**DIRECTION**:
Can you rewrite every one of the rows below, replacing "rack check" with "bin count" and changing nothing else? Leave the pictures out.
----
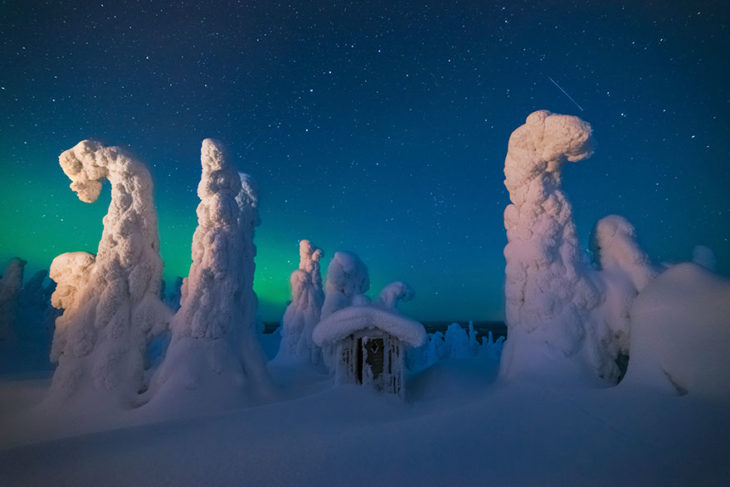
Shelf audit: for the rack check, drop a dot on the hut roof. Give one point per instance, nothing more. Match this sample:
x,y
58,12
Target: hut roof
x,y
348,320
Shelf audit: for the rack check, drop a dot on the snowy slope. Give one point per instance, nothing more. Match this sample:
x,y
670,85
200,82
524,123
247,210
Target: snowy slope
x,y
456,428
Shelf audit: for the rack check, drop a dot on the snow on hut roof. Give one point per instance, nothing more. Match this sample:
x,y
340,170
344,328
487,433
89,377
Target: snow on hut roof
x,y
346,321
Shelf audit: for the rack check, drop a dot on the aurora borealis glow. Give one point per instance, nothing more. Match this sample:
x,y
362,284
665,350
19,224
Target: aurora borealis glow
x,y
378,128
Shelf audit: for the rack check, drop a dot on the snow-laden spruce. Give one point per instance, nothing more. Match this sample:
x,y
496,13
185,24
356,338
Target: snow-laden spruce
x,y
214,356
558,309
111,301
303,312
347,282
10,284
394,293
624,271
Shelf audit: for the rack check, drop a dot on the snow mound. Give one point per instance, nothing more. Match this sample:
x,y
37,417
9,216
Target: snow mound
x,y
680,326
344,322
347,278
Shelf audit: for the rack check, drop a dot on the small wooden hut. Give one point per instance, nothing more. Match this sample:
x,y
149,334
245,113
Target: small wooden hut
x,y
369,346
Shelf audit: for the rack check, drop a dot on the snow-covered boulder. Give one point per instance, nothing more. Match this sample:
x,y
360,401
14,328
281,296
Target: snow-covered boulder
x,y
680,334
214,357
111,301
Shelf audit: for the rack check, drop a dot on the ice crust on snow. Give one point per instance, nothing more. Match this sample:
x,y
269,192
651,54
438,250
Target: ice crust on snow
x,y
303,312
347,321
213,353
680,334
111,301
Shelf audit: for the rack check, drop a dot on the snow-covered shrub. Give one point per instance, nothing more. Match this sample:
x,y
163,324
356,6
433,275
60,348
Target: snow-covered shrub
x,y
303,312
394,293
704,256
457,343
111,301
624,271
214,356
680,334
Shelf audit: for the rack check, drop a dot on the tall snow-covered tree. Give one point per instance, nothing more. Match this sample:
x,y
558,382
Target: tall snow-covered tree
x,y
561,313
214,355
111,301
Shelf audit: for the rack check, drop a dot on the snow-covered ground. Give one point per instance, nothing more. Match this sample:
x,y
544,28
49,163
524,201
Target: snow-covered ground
x,y
458,426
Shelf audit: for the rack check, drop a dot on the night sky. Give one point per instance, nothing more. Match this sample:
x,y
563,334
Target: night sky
x,y
376,127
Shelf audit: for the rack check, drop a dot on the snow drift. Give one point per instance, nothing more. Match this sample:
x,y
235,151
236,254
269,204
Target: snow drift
x,y
111,301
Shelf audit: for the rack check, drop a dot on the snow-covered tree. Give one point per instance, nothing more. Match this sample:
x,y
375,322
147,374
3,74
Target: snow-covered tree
x,y
347,282
394,293
548,291
624,271
111,301
214,356
303,312
10,284
563,315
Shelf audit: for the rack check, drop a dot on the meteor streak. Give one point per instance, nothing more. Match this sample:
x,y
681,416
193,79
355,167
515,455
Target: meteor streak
x,y
566,93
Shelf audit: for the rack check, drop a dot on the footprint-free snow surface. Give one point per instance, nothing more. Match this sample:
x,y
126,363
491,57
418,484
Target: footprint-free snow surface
x,y
458,426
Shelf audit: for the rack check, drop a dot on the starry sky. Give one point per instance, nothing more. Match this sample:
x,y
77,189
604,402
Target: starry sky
x,y
376,127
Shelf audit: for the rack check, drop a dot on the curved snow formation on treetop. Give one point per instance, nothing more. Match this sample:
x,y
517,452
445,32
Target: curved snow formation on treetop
x,y
111,301
304,310
548,294
347,321
213,353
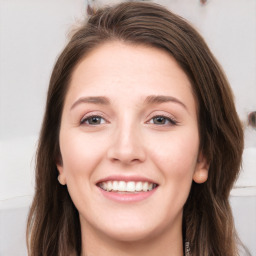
----
**RESPONSE TO THIS TASK**:
Shelf audit: for the bin count, drop a dot on the hut roof. Give one point per instance, nothing more. Match this sample:
x,y
58,12
Target: hut roof
x,y
348,320
Shelf audit: for the bin count, drop a dot on the snowy slope. Give one point per instance, nothing more. Match this sample:
x,y
670,85
200,82
524,123
247,210
Target: snowy slope
x,y
456,428
Shelf audit: for the bin count, drop a dot on the snow on hut roof. Give one point per instance, nothing more. Match this sample:
x,y
340,170
344,328
487,433
89,377
Target: snow on hut roof
x,y
346,321
Shelf audit: for the bin count, drop a dot on the aurora borealis glow. Give one point per instance, nothing more. Match this sample:
x,y
362,284
665,350
19,224
Target: aurora borealis glow
x,y
378,128
Shelf audit: for the bin count, drop a dot on the snow-laden spruce. Give one point per instance, nothing more. Match this sample:
x,y
496,13
185,24
356,338
Target: snow-laden spruce
x,y
214,356
558,309
111,301
303,312
347,282
10,284
394,293
624,271
Shelf audit: for the bin count, drop a dot on the snow mound. Give one point per instance, nothing more. Match this sample:
x,y
37,417
9,216
Target: snow mound
x,y
680,326
344,322
347,278
Shelf audit: for the bin count, drop a dot on the small wooden hut. Give one point per instance, nothing more. Match this sample:
x,y
149,334
245,113
Target: small wooden hut
x,y
369,346
Shelf audit: for the bin count, drop a dot on the snow-covered boulder. Give one point per instance, nothing more. Match this sample:
x,y
360,401
14,328
281,296
Target: snow-covered boulder
x,y
680,334
214,357
111,301
Shelf audit: for the bin count, drop a dot on the ice crust on snow. Give one point per instance, nothing more. Match this sample:
x,y
269,192
651,54
438,250
Target: ice crust on snow
x,y
303,312
347,321
213,353
680,334
111,301
Shelf audit: for the bin count, drop a dot on the snow-covered shrub. Give one point per instance, nothing more. Match this sample:
x,y
163,324
356,6
433,275
60,348
Target: snow-covered shrub
x,y
303,312
394,293
704,256
457,343
111,301
624,271
214,356
680,334
Shelf audit: for the bin count, drop a dot on the tall snow-covered tree. Give one point per instance, nothing more. Match this sample:
x,y
558,382
Target: tall snow-covered tree
x,y
561,313
214,355
111,301
Shelf audit: for the bin count, drop a dot on the snow-covered ground. Give one point per instance, nothing more. Match this sample:
x,y
544,28
49,163
524,201
Target: snow-covered ground
x,y
458,426
Shelf audit: for the bin count, drop a dot on the night sky. Give one point per instance, nothing more. Match this sample:
x,y
563,334
Target: night sky
x,y
376,127
Shelf audit: for the bin count, drop a dot on the snow drift. Give one point per instance, nothing more. Match this sample:
x,y
235,151
236,254
269,204
Target: snow drift
x,y
111,301
Shelf audit: for the bin count, drop a dot on the snow-covered tree. Give one point per instance, nothing more. Match this sample:
x,y
375,322
147,374
3,74
Target: snow-covered tree
x,y
347,282
394,293
548,291
624,271
111,301
214,356
303,312
10,284
563,315
Shelf audit: for the bin count, drop a dot on the meteor streak. Give one point per instance, nothing more. Match this sample:
x,y
681,416
193,79
355,167
515,455
Target: meteor streak
x,y
566,93
Shelf audit: for the bin count, drop a dot on the footprint-free snow surface. Give one point per instance, nothing more. Match this sample:
x,y
126,363
491,57
418,484
Target: footprint-free snow surface
x,y
458,426
Shelf audit: for the bin count, drop a dot on the starry sky. Give one point per instance, nothing more. Match this sample:
x,y
77,189
604,402
Target: starry sky
x,y
376,127
Shelf audit: for the bin count, drop a dot on the curved snow formation on treetop. Give one point per instance, nothing more. Match this sample:
x,y
517,452
445,32
Target: curved snow formation on treetop
x,y
111,301
304,310
548,294
347,321
213,353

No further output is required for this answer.